--- START Page ---
The government has set out how it will fulfil and extend its pledge to stop the sale of playing fields which schools and communities need.

The initiatives will be taken forward in three key measures in a

co-ordinated approach by the department of education and employment,

the department of environment, transport and the regions and the

department of culture, media and sport.

These are:

- tightening planning controls in respect of development on all local authority-owned playing fields where the English Sports Council advises against the proposals

- introducing new legislation to require all maintained schools to see consent for the sale of playing fields

- sending a clear message to all local education authorities to discourage them from selling off land before these measures become law

Deputy prime minister John Prescott said:

'Playing fields are vital for the quality of life in our

communities. Once developed they are lost forever. In some cases the

Sports Council and local planning authorities disagree on whether

developing a local authority-owned playing field would result in a

local shortage. In these cases I propose to ask local planning

authorities to refer the matter to me to decide whether to leave it

to them or whether I should take the decision. I will shortly be

writing to consult them on my proposal.'

Education and employment secretary David Blunkett said:

'All school pupils deserve access to proper sports facilities.

Today we are delivering on that commitment. The new clause which we

are introducing to the School Standards and Framework Bill will give

me new power to determine the sale of playing fields proposed by

maintained schools.

'With this power I will ensure that those playing fields

which schools and their local communities need are not sold in


Secretary of state for culture, media and sport Chris Smith


'I am delighted that we have been able to fulfil another

manifesto commitment. Playing fields provide a vital recreational

resource for schools and local communities. Too many have been lost

in recent years and grass roots sports have suffered as a result.
--- END Page ---
--- START Data shown ---
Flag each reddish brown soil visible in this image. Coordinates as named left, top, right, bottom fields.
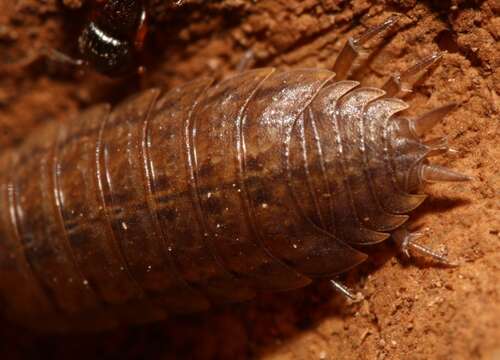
left=0, top=0, right=500, bottom=359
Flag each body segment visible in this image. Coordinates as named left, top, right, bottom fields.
left=0, top=64, right=460, bottom=327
--- END Data shown ---
§ **Short problem 1**: In the playing fields announcement, who said that playing fields are vital for the quality of life in communities?
§ **Short problem 2**: Reproduce the playing fields announcement from "Today we are" to "maintained schools.".
§ **Short problem 3**: Summarize the playing fields announcement in two sentences.
The listing is separate material from the playing fields announcement.

§ **Task solution 1**: Deputy prime minister John Prescott.

§ **Task solution 2**:
Today we are delivering on that commitment. The new clause which we

are introducing to the School Standards and Framework Bill will give

me new power to determine the sale of playing fields proposed by

maintained schools.

§ **Task solution 3**: The government set out how three departments will work together to fulfil and extend its pledge to stop the sale of playing fields that schools and communities need. The measures tighten planning controls on development of local authority-owned playing fields when the English Sports Council advises against it, give the education secretary power to determine sales proposed by maintained schools, and discourage local education authorities from selling land before the measures become law.